┌──
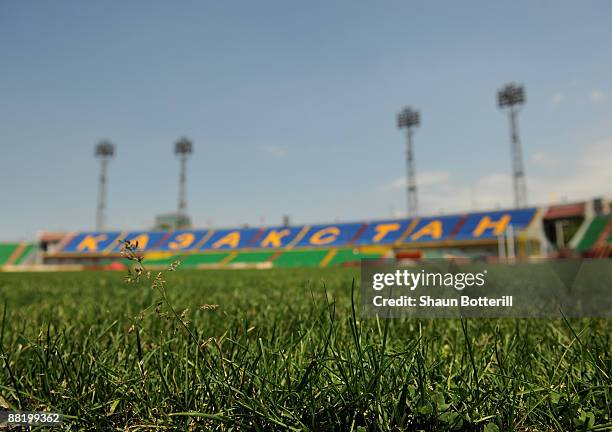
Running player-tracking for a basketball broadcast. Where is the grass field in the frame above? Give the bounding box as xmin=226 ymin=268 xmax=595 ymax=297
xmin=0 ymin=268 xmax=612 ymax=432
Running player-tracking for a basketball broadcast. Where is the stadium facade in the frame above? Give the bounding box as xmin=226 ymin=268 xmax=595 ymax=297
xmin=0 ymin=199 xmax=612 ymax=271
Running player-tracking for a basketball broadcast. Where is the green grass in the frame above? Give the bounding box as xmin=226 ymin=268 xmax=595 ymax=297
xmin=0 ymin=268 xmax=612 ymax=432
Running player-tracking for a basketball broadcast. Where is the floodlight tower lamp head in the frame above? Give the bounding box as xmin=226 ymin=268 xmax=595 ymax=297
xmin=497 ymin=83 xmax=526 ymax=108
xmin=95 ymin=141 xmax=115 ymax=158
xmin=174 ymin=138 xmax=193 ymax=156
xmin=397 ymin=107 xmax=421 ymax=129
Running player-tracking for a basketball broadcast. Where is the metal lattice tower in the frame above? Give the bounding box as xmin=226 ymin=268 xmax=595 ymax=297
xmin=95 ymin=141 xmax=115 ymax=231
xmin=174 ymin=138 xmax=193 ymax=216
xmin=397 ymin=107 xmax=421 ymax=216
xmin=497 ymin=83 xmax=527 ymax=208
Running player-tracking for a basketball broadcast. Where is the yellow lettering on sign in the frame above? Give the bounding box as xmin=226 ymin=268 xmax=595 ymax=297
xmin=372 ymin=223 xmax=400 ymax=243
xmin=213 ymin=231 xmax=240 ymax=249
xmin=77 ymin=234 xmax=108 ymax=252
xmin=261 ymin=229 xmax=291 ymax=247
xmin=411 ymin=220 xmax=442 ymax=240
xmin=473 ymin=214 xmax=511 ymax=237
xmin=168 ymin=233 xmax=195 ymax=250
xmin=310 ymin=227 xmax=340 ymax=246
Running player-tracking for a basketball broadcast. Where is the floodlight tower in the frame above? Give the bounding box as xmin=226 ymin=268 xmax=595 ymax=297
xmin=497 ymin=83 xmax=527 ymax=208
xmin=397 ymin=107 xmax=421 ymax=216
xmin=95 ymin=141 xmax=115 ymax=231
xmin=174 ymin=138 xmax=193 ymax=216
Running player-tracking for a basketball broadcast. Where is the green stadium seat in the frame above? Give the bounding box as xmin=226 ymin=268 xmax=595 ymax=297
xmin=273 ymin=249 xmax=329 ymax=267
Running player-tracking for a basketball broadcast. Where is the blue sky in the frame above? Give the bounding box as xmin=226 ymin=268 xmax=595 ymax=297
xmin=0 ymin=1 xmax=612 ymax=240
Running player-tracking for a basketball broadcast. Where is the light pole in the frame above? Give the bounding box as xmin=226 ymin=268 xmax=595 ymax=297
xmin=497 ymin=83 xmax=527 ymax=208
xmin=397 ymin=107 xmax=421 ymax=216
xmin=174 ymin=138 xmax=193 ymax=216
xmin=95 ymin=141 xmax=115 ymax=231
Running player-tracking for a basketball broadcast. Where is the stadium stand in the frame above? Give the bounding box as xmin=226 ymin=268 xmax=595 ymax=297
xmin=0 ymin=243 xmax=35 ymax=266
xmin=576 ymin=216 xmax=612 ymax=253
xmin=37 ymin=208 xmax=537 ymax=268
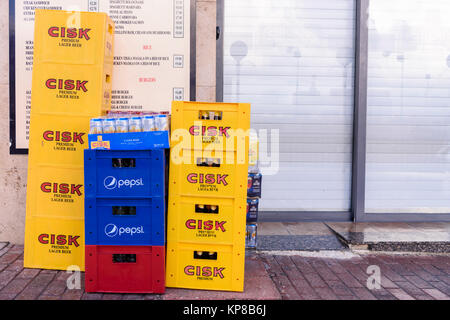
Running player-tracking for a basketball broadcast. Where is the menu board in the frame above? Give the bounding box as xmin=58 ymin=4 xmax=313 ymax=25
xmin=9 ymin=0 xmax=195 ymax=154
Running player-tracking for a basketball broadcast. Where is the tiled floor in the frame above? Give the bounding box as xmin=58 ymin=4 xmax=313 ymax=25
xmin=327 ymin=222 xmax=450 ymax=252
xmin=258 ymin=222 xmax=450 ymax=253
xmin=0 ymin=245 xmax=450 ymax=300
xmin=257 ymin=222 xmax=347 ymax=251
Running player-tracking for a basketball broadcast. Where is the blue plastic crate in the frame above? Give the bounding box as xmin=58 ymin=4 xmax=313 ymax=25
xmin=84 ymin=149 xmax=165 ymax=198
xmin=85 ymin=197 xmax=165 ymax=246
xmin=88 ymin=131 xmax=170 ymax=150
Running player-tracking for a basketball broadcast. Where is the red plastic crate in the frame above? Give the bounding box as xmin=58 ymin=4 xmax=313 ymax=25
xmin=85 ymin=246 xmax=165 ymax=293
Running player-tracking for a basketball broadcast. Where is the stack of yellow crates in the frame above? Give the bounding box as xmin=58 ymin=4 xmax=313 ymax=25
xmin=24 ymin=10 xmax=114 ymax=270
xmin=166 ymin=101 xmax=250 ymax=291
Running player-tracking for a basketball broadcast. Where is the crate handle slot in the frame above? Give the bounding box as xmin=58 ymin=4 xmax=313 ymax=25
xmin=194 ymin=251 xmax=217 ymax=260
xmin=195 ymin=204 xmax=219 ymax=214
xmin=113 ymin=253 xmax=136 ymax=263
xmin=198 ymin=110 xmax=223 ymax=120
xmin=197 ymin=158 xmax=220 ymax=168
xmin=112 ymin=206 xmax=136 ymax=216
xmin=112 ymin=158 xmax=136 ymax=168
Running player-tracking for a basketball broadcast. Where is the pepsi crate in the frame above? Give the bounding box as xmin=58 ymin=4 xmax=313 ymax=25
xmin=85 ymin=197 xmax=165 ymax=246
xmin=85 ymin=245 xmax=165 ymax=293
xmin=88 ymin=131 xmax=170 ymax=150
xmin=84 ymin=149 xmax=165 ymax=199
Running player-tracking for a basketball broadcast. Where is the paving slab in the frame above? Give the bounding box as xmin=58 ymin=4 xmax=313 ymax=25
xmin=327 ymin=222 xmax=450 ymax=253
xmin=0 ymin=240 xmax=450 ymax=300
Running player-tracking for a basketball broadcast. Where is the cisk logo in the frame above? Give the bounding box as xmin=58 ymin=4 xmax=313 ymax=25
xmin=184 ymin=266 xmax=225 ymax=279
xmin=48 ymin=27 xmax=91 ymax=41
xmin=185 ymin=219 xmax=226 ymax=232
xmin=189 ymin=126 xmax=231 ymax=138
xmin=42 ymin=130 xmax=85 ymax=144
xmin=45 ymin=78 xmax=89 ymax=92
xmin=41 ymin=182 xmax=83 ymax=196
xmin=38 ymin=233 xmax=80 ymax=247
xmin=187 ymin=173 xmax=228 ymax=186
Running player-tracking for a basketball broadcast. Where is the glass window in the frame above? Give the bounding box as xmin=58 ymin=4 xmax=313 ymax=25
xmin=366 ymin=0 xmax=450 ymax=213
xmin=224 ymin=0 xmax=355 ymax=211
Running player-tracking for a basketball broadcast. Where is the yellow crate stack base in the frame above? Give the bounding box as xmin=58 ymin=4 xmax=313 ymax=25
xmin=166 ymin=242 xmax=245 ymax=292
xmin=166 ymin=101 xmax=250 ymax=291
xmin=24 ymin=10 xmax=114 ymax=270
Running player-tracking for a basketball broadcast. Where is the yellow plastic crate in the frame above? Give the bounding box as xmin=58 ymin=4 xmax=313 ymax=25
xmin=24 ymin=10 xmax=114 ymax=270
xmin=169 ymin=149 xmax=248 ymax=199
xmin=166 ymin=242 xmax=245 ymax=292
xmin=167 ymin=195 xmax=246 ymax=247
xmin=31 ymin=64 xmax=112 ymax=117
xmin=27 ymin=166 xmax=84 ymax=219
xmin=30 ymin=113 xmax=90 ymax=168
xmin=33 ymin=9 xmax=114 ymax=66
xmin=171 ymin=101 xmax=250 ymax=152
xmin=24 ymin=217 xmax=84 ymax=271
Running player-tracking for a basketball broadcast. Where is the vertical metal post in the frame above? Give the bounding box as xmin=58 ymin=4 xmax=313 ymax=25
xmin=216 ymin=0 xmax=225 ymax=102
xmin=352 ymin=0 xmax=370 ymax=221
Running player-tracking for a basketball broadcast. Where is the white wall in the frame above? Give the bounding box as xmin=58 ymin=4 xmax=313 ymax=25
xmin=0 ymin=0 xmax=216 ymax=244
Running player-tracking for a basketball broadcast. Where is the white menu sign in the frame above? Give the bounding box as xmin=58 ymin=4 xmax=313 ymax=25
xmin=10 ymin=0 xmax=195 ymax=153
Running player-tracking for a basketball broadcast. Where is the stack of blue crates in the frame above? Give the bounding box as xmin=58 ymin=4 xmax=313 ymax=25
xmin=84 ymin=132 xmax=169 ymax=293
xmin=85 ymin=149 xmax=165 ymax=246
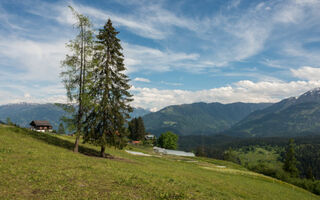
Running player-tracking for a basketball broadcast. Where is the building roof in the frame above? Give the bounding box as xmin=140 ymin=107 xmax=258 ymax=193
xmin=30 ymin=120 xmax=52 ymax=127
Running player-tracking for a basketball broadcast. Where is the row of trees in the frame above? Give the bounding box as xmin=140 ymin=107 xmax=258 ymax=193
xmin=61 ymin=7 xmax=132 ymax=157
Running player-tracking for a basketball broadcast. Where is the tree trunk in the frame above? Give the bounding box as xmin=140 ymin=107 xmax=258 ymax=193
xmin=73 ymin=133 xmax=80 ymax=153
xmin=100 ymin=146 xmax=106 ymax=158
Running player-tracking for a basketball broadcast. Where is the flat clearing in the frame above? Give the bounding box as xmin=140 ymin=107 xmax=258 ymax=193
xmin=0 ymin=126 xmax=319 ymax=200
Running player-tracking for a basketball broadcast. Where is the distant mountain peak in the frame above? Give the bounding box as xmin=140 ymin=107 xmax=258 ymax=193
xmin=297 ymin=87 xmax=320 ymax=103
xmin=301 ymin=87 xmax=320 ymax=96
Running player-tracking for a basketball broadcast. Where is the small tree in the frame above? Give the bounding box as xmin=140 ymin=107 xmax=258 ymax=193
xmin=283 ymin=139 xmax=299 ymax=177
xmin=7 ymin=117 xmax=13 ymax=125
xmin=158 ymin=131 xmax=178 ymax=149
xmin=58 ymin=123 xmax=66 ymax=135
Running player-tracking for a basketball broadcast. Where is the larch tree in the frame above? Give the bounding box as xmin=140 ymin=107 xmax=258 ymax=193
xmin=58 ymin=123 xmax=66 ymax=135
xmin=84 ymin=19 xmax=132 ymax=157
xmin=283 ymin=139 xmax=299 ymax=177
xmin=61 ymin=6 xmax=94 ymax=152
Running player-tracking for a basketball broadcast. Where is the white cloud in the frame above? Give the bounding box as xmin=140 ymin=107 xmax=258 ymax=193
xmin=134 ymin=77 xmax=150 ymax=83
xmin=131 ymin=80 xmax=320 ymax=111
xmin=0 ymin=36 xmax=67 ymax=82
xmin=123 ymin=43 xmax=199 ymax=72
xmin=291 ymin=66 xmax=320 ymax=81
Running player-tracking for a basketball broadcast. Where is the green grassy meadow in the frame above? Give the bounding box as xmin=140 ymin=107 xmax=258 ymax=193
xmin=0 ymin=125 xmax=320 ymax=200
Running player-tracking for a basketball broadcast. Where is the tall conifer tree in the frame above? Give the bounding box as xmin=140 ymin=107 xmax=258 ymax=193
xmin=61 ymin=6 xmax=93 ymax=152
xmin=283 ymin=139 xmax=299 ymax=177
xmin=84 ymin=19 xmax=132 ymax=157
└──
Bitte schreib die obigen Einträge von der Zeile mit „the green stadium“ bis zur Zeile mit „xmin=85 ymin=246 xmax=165 ymax=293“, beide eingeschlossen, als nummerierte Liste ohne Leerzeilen um. Lass die Bilder dabei weg.

- Als Antwort -
1. Running player-tracking for a basketball broadcast. Where is the green stadium seat in the frame above? Give the bounding box as xmin=226 ymin=268 xmax=595 ymax=297
2. xmin=273 ymin=249 xmax=329 ymax=267
3. Running player-tracking for a basketball broadcast. Where is the blue sky in the frame above? Give the bounding box as xmin=226 ymin=268 xmax=595 ymax=297
4. xmin=0 ymin=1 xmax=612 ymax=240
5. Running player-tracking for a basketball broadcast. Where is the light pole in the frame above? Give the bounding box as xmin=226 ymin=268 xmax=595 ymax=297
6. xmin=497 ymin=83 xmax=527 ymax=208
7. xmin=397 ymin=107 xmax=421 ymax=216
8. xmin=174 ymin=138 xmax=193 ymax=216
9. xmin=95 ymin=141 xmax=115 ymax=231
10. Running player-tracking for a basketball broadcast. Where is the stadium stand in the frame above? Give the bounding box as xmin=226 ymin=268 xmax=595 ymax=297
11. xmin=0 ymin=243 xmax=35 ymax=266
12. xmin=576 ymin=216 xmax=612 ymax=253
13. xmin=37 ymin=208 xmax=537 ymax=268
14. Running player-tracking for a basketball broadcast. Where is the menu board in the frame above? Give the bounding box as xmin=58 ymin=4 xmax=313 ymax=25
15. xmin=9 ymin=0 xmax=195 ymax=154
16. Running player-tracking for a basketball broadcast. Where is the tiled floor in the frame above? Give the bounding box as xmin=58 ymin=4 xmax=313 ymax=25
17. xmin=327 ymin=222 xmax=450 ymax=252
18. xmin=258 ymin=222 xmax=450 ymax=253
19. xmin=0 ymin=245 xmax=450 ymax=300
20. xmin=257 ymin=222 xmax=347 ymax=251
21. Running player-tracking for a basketball broadcast. Where is the blue plastic crate in the frame above? Give the bounding box as xmin=58 ymin=4 xmax=313 ymax=25
22. xmin=84 ymin=149 xmax=165 ymax=198
23. xmin=85 ymin=197 xmax=165 ymax=246
24. xmin=88 ymin=131 xmax=170 ymax=150
25. Running player-tracking for a basketball broadcast. Where is the red plastic crate in the frame above? Give the bounding box as xmin=58 ymin=4 xmax=313 ymax=25
26. xmin=85 ymin=246 xmax=165 ymax=293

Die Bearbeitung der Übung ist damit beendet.